┌─ READING PASSAGE

Toddler’s skeleton changes knowledge of the past
Kelsey Gobroski / Sun Star Reporter
March 1, 2011
Last summer, archaeologists uncovered the 11,500-year-old skeleton of a cremated Ice Age toddler, the oldest subarctic North American to date. UAF archaeologists discovered the remains inside a structure built 10,000 years before the region’s earliest known house. Older artifacts also rest on the site. Scientists worked closely with Alaska Native groups to preserve the scientific and cultural implications of the discovery.
“People have been doing work up here for 80 years, and we’ve never found anything like this,” Potter said.
The findings appeared in the Feb. 25 edition of Science. Authors Ben Potter and Joel Irish, along with Alaska Native community representatives Joann Polston and Jerry Isaac, announced the find in the Brooks Building Gathering Room last Thursday, Feb. 24.
Over time, ancient Alaskan camps sprung up south of the Tanana River at a place known as Xaasaa Na’ [haw-saw naw], or Upward Sun River, beginning during a warm period about 13,000 years ago. Another temporary camp popped up during a cold snap 11,800 years ago. Three hundred years later, a family constructed a house and lived there until their toddler died.
People here probably didn’t build villages in the Ice Age. The fact that this family even built a house challenges notions about the mobility of early Alaskans, Potter said. The family probably didn’t live in the house more than a couple months, but the usual shelters of the time didn’t last longer than a few days.
Life back then probably centered around the hearth, Potter said. When the family’s 3-year-old died, they placed their child’s body in the pit, knees drawn up and back against the earth, Isaac said. They had transformed their hearth into a funeral pyre. Immediately after the cremation, they abandoned the house. The family may have moved elsewhere on the dunes, Potter said.
The archaeologists found one other site, a fourth and final camp that was abandoned 10,000 years ago.
Researchers credit Alaska’s most ancient human to a railroad survey.
Xaasaa Na’ rested near a proposed route from Fairbanks to Delta Junction. In 2006, archaeologists flagged the area when they found traces of artifacts. They returned in 2007 and found three settlements.

└─
┌─ DATA EXTRACTS

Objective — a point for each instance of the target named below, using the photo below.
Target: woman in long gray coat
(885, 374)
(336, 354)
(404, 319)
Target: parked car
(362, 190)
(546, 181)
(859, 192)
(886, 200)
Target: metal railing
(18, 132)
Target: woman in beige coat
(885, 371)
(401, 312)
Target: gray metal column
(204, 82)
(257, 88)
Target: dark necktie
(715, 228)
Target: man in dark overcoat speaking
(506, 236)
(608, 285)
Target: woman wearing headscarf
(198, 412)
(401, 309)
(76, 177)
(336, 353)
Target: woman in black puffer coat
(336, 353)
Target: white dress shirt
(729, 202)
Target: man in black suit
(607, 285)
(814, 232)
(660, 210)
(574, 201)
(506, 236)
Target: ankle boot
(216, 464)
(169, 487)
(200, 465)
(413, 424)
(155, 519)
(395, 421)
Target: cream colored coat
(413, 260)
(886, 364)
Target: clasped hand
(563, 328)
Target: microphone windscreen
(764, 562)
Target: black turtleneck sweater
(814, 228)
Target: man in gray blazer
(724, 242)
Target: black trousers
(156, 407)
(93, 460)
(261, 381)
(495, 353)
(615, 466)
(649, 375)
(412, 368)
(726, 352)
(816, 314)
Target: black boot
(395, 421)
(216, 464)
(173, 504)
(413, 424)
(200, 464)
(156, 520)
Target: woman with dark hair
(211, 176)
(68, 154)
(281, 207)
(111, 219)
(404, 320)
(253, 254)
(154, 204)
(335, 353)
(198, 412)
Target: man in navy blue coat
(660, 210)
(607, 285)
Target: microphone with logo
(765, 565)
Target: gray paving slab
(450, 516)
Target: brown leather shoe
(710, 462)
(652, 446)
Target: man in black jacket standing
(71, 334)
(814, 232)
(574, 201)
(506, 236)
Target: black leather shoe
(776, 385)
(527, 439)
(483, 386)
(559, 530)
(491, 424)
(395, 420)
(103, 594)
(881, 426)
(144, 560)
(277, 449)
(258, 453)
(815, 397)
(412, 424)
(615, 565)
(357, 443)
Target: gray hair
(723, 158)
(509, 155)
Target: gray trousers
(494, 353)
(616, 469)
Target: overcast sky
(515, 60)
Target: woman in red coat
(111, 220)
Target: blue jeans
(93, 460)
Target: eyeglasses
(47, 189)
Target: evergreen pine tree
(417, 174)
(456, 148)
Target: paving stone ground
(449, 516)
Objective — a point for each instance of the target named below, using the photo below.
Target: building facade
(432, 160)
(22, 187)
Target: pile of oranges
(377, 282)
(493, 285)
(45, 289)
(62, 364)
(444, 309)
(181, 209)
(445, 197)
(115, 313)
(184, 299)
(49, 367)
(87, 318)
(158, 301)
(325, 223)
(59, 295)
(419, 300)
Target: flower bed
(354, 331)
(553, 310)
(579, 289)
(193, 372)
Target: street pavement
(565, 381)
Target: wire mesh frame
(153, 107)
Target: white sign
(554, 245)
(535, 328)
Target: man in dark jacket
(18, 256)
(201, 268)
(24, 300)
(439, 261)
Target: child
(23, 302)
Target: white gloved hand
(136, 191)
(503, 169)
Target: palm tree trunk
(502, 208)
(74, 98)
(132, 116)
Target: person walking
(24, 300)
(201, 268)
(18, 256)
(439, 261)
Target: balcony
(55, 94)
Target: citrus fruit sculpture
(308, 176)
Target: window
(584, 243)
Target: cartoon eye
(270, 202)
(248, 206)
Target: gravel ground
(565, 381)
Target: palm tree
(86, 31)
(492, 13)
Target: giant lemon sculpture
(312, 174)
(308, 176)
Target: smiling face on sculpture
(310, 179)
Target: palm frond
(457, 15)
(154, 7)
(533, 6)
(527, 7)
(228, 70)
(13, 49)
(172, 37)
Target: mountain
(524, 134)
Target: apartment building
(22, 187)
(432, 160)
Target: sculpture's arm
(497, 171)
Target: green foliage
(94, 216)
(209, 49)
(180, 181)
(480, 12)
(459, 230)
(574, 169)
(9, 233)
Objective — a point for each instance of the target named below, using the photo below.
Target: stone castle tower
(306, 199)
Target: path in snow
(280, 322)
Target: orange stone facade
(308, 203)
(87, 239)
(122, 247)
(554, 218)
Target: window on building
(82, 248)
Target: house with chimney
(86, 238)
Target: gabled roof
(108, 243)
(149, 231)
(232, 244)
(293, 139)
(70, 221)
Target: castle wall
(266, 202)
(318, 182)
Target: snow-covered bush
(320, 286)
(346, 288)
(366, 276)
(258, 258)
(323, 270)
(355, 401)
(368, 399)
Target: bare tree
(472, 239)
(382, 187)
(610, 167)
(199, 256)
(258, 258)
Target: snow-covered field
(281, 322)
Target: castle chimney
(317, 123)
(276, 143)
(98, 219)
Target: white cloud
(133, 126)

└─

» PROBLEM DESCRIPTION:
Please give back the full article about the Ice Age toddler's skeleton, word for word.

» RESPONSE BELOW:
Toddler’s skeleton changes knowledge of the past
Kelsey Gobroski / Sun Star Reporter
March 1, 2011
Last summer, archaeologists uncovered the 11,500-year-old skeleton of a cremated Ice Age toddler, the oldest subarctic North American to date. UAF archaeologists discovered the remains inside a structure built 10,000 years before the region’s earliest known house. Older artifacts also rest on the site. Scientists worked closely with Alaska Native groups to preserve the scientific and cultural implications of the discovery.
“People have been doing work up here for 80 years, and we’ve never found anything like this,” Potter said.
The findings appeared in the Feb. 25 edition of Science. Authors Ben Potter and Joel Irish, along with Alaska Native community representatives Joann Polston and Jerry Isaac, announced the find in the Brooks Building Gathering Room last Thursday, Feb. 24.
Over time, ancient Alaskan camps sprung up south of the Tanana River at a place known as Xaasaa Na’ [haw-saw naw], or Upward Sun River, beginning during a warm period about 13,000 years ago. Another temporary camp popped up during a cold snap 11,800 years ago. Three hundred years later, a family constructed a house and lived there until their toddler died.
People here probably didn’t build villages in the Ice Age. The fact that this family even built a house challenges notions about the mobility of early Alaskans, Potter said. The family probably didn’t live in the house more than a couple months, but the usual shelters of the time didn’t last longer than a few days.
Life back then probably centered around the hearth, Potter said. When the family’s 3-year-old died, they placed their child’s body in the pit, knees drawn up and back against the earth, Isaac said. They had transformed their hearth into a funeral pyre. Immediately after the cremation, they abandoned the house. The family may have moved elsewhere on the dunes, Potter said.
The archaeologists found one other site, a fourth and final camp that was abandoned 10,000 years ago.
Researchers credit Alaska’s most ancient human to a railroad survey.
Xaasaa Na’ rested near a proposed route from Fairbanks to Delta Junction. In 2006, archaeologists flagged the area when they found traces of artifacts. They returned in 2007 and found three settlements.